Your task is to write out the complete listing exactly as it is shown.

───── RECORDS FOR THE TASK ─────

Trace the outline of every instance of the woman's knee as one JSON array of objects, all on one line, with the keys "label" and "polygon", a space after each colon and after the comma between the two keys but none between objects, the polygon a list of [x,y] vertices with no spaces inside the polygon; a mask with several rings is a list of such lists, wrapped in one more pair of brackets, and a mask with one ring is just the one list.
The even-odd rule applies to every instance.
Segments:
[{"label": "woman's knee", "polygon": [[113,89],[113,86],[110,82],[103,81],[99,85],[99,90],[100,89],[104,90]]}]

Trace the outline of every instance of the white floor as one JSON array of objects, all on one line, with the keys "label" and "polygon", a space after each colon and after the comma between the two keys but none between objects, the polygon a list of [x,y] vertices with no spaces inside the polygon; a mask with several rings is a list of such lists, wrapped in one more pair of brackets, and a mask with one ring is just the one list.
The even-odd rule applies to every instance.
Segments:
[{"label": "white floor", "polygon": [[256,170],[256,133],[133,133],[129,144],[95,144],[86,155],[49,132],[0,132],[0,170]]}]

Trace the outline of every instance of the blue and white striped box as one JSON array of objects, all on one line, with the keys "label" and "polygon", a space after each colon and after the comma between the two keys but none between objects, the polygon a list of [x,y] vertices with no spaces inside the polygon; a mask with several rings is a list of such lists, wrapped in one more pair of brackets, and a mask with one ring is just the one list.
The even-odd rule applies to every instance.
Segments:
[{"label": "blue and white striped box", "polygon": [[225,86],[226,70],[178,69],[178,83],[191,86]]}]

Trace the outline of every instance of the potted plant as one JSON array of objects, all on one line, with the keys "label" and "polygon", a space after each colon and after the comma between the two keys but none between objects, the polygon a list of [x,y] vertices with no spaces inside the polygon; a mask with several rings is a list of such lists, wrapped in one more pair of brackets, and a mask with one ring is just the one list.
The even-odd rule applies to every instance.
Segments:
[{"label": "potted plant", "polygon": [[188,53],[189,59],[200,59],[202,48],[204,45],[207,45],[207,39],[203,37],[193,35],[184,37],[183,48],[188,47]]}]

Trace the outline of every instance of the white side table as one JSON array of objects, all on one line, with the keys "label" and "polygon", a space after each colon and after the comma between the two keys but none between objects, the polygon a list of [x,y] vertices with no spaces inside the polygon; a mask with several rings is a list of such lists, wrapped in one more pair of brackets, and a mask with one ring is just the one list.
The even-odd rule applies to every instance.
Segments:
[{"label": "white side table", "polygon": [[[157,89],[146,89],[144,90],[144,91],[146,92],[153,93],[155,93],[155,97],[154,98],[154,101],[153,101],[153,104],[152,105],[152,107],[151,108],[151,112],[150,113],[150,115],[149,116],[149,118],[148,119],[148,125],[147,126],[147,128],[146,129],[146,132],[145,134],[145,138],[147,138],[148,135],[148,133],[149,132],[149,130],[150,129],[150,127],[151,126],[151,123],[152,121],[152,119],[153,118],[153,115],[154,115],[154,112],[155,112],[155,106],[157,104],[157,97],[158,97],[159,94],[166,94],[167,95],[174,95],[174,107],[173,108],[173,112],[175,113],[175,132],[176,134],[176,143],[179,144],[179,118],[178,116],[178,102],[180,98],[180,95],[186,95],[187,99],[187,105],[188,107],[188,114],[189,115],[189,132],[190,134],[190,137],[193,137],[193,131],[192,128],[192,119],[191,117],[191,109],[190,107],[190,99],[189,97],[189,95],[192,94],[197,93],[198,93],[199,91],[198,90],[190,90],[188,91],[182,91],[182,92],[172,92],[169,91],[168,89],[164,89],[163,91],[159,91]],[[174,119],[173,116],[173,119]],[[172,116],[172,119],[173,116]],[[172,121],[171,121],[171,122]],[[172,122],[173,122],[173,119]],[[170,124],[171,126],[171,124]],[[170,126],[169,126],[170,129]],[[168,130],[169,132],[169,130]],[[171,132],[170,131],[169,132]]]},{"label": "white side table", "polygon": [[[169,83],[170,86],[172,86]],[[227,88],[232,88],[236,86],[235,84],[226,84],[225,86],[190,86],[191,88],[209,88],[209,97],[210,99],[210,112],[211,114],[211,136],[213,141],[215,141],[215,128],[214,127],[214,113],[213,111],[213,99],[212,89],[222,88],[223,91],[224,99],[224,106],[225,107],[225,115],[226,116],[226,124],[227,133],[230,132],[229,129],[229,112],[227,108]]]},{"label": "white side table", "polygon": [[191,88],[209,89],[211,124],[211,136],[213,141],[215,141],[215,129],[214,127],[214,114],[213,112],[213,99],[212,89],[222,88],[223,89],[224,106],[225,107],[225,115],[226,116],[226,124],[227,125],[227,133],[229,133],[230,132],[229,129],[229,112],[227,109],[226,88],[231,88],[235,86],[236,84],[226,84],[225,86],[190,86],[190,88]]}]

─────

### WRITTEN REPLY:
Trace the outline of every instance of the woman's knee as one JSON array of objects, all on one line, with the keys "label" and "polygon", a space after each colon and after the comma between the two keys but none between objects, the polygon a list of [x,y] vertices with no spaces inside the polygon; a mask with several rings is a list of such lists, wrapped in one more pair of brackets, and a mask with one ring is just the one list.
The even-odd rule applies to every instance.
Segments:
[{"label": "woman's knee", "polygon": [[113,89],[113,86],[110,82],[103,81],[99,85],[99,90],[100,89],[104,90]]}]

Trace the outline of every instance of the white floor as one JSON array of objects, all on one line, with the keys "label" and "polygon", a space after each colon and after the comma between the two keys but none between objects, the polygon a list of [x,y] vertices with no spaces inside the polygon; a mask with several rings is a list of such lists, wrapped in one more pair of brackets, and a mask with one ring is just the one list.
The even-odd rule applies to every instance.
Segments:
[{"label": "white floor", "polygon": [[256,170],[256,133],[133,133],[129,144],[95,144],[86,155],[49,132],[0,132],[0,170]]}]

Trace the outline of every instance of the blue and white striped box as one JSON array of objects, all on one line, with the keys "label" and "polygon", a space after each colon and after the comma between the two keys but none between objects, the polygon a list of [x,y] vertices with no spaces inside the polygon; a mask with several rings is a list of such lists, wrapped in one more pair of brackets, and a mask with one ring is just the one list.
The even-odd rule applies to every instance.
Segments:
[{"label": "blue and white striped box", "polygon": [[225,86],[226,70],[178,69],[178,83],[191,86]]}]

Trace the outline of every instance of the potted plant as one JSON array of objects, all on one line, with the keys "label" and "polygon", a space after each colon and after the comma between the two keys but none between objects, the polygon a list of [x,y] vertices with no spaces inside the polygon; a mask with several rings is a list of such lists, wrapped in one more pair of brackets, and a mask with one ring is just the one list.
The even-odd rule applies to every instance.
Segments:
[{"label": "potted plant", "polygon": [[188,53],[189,59],[200,59],[202,48],[204,45],[207,45],[207,39],[203,37],[193,35],[184,37],[183,48],[188,47]]}]

Trace the outline of every instance of the white side table as one JSON array of objects, all on one line, with the keys "label" and "polygon", a space after each colon and after the comma between the two keys but none between objects, the polygon a list of [x,y] vertices with no spaces inside the polygon; a mask with several rings is a list of such lists, wrapped in one more pair of brackets, and a mask with one ring is just the one list.
The even-odd rule applies to every instance.
Segments:
[{"label": "white side table", "polygon": [[[157,89],[146,89],[144,90],[144,91],[146,92],[153,93],[155,93],[155,97],[154,98],[154,101],[153,101],[153,104],[152,105],[152,107],[151,108],[151,112],[150,113],[150,115],[149,116],[149,118],[148,119],[148,125],[147,126],[147,128],[146,129],[146,132],[145,134],[145,138],[147,138],[148,135],[148,133],[149,132],[149,130],[150,129],[150,127],[151,126],[151,123],[152,121],[152,119],[153,118],[153,115],[154,115],[154,112],[155,112],[155,106],[157,104],[157,97],[158,97],[159,94],[166,94],[167,95],[174,95],[174,107],[173,108],[173,112],[175,113],[175,132],[176,134],[176,143],[179,144],[179,118],[178,116],[178,102],[180,98],[180,95],[186,95],[187,99],[187,105],[188,107],[188,114],[189,115],[189,132],[190,134],[190,137],[193,137],[193,131],[192,128],[192,119],[191,117],[191,109],[190,107],[190,99],[189,97],[189,95],[192,94],[197,93],[198,93],[199,91],[198,90],[190,90],[188,91],[182,91],[182,92],[172,92],[169,91],[168,89],[164,89],[163,91],[159,91]],[[174,119],[173,116],[173,119]],[[172,116],[172,119],[173,116]],[[172,121],[171,121],[171,122]],[[172,122],[173,122],[173,119]],[[170,124],[171,126],[171,124]],[[170,126],[169,126],[170,129]],[[168,130],[169,132],[169,130]],[[171,132],[170,131],[169,132]]]},{"label": "white side table", "polygon": [[[169,83],[170,86],[172,86]],[[227,88],[232,88],[236,86],[235,84],[226,84],[225,86],[190,86],[191,88],[209,88],[209,97],[210,99],[210,112],[211,114],[211,136],[213,141],[215,141],[215,128],[214,127],[214,113],[213,111],[213,99],[212,89],[222,88],[223,91],[224,99],[224,106],[225,107],[225,115],[226,116],[226,124],[227,133],[230,132],[229,129],[229,112],[227,108]]]},{"label": "white side table", "polygon": [[191,88],[209,89],[211,124],[211,136],[213,141],[215,141],[215,129],[214,127],[214,114],[213,112],[213,99],[212,89],[222,88],[223,89],[224,106],[225,107],[225,115],[226,116],[226,124],[227,125],[227,133],[229,133],[230,132],[229,129],[229,112],[227,109],[226,88],[231,88],[235,86],[236,84],[226,84],[225,86],[190,86],[190,88]]}]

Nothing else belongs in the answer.